__Source document__
○ ○ ○ ○ ○

Solved Email Client Recommendation (Thunderbird Alternative)

So as of recent Thunderbird on FreeBSD has taken a nosedive. Especially now that I can't run it without dbus, which I don't want on my computer.

So, does anyone have any suggestions for me? I need one that supports IMAP, I don't need contacts or calendar support. Something basic, something that doesn't require pulling in a full DE. GTK2 preferred but I'm open to anything really. I dislike Evolution and Kmail, so I'm not gonna go for those, but anything else you can suggest?
 
Yeah I forgot to say I'd prefer something that isn't text-based. Not that I have any aversion to text-based programs but I prefer for this type of program to be graphical.
 
I haven't used it in many years, but claws or mail/sylpheed (one was a fork of the other, I think) used to be pretty good. As for text clients, I have to recommend mutt. The biggest issue I have right now is that I am too lazy to figure out the syntax of imap-filter (or whatever it's called) to get filtering working well with imap. (Also, not sure of the exact port names of claws or sylpheed either, apologies).

○ ○ ○ ○ ○

__Entries__
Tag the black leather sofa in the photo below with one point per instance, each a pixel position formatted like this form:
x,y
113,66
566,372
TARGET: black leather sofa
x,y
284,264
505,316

○ ○ ○ ○ ○

__Task to complete__
Duplicate the passage from the email client discussion above that opens with the words "Solved Email Client Recommendation" and closes with "you can suggest?".

__Task solution__
Solved Email Client Recommendation (Thunderbird Alternative)

So as of recent Thunderbird on FreeBSD has taken a nosedive. Especially now that I can't run it without dbus, which I don't want on my computer.

So, does anyone have any suggestions for me? I need one that supports IMAP, I don't need contacts or calendar support. Something basic, something that doesn't require pulling in a full DE. GTK2 preferred but I'm open to anything really. I dislike Evolution and Kmail, so I'm not gonna go for those, but anything else you can suggest?